**What you are asked to do**
Your task is to write out the complete listing exactly as it is shown.

^^^^^^^^

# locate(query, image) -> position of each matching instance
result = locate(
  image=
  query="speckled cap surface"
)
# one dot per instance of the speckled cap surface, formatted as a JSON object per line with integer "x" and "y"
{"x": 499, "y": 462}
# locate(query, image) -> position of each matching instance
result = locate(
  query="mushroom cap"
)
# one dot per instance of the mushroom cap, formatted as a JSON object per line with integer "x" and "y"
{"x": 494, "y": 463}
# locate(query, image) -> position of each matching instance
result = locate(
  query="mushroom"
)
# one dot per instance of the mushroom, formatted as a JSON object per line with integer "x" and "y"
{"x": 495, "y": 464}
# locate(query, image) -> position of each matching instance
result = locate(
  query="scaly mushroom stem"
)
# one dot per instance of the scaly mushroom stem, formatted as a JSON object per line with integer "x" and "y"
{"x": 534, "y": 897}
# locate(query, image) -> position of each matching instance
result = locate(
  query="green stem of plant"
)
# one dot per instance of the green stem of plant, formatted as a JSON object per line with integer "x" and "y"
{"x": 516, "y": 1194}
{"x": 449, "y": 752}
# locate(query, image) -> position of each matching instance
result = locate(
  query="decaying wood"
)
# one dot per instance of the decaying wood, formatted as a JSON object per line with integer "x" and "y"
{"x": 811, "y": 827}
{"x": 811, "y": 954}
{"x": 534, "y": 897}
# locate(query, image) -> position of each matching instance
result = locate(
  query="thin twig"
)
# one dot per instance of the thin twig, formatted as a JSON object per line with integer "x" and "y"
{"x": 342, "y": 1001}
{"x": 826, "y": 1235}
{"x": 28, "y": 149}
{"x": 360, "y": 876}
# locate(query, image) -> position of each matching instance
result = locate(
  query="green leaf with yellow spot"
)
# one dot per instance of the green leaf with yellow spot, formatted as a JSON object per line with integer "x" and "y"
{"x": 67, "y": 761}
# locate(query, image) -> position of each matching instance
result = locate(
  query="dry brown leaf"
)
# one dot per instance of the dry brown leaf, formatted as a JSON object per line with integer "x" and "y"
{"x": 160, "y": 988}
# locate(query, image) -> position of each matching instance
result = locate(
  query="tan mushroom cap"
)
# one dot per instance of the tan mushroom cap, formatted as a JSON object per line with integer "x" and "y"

^^^^^^^^

**Result below**
# locate(query, image) -> position of each matching instance
result = locate(
  image=
  query="speckled cap surface"
)
# one dot per instance of the speckled cap surface, formatted as a JSON object per line with integer "x" and "y"
{"x": 499, "y": 462}
# locate(query, image) -> position of each matching instance
result = locate(
  query="mushroom cap"
)
# one dot per instance of the mushroom cap, formatted as a JSON object per line with integer "x" and "y"
{"x": 494, "y": 463}
# locate(query, image) -> position of each matching instance
result = locate(
  query="mushroom"
)
# one dot per instance of the mushroom, formatted as a JSON object per line with integer "x" and "y"
{"x": 495, "y": 464}
# locate(query, image) -> position of each matching instance
result = locate(
  query="scaly mushroom stem"
)
# one dot per instance of the scaly mushroom stem, formatted as a JSON object per line with integer "x" and "y"
{"x": 534, "y": 897}
# locate(query, image) -> position of each matching instance
result = locate(
  query="green stem of plant"
)
# one dot per instance of the green stem of plant, formatted as a JSON object per line with integer "x" and "y"
{"x": 516, "y": 1194}
{"x": 449, "y": 752}
# locate(query, image) -> position of each matching instance
result = locate(
  query="decaying wood"
)
# one dot per instance of the decaying wood, formatted as a JSON object per line with integer "x" and "y"
{"x": 811, "y": 827}
{"x": 811, "y": 954}
{"x": 534, "y": 897}
# locate(query, image) -> position of each matching instance
result = locate(
  query="thin twig"
)
# one dot per instance of the thin twig, formatted as a JSON object per line with integer "x" and "y"
{"x": 342, "y": 1001}
{"x": 826, "y": 1235}
{"x": 28, "y": 149}
{"x": 360, "y": 876}
# locate(query, image) -> position of each matching instance
result = locate(
  query="green leaf with yellow spot"
)
# one dot per instance of the green leaf with yellow spot, formatted as a JSON object per line with integer "x" and "y"
{"x": 67, "y": 761}
# locate(query, image) -> position of each matching instance
result = locate(
  query="dry brown leaf"
)
# one dot per instance of the dry brown leaf, formatted as a JSON object per line with integer "x" and "y"
{"x": 160, "y": 988}
# locate(query, image) -> position of each matching instance
result = locate(
  query="tan mushroom cap"
)
# one dot per instance of the tan mushroom cap, formatted as a JSON object per line with integer "x" and "y"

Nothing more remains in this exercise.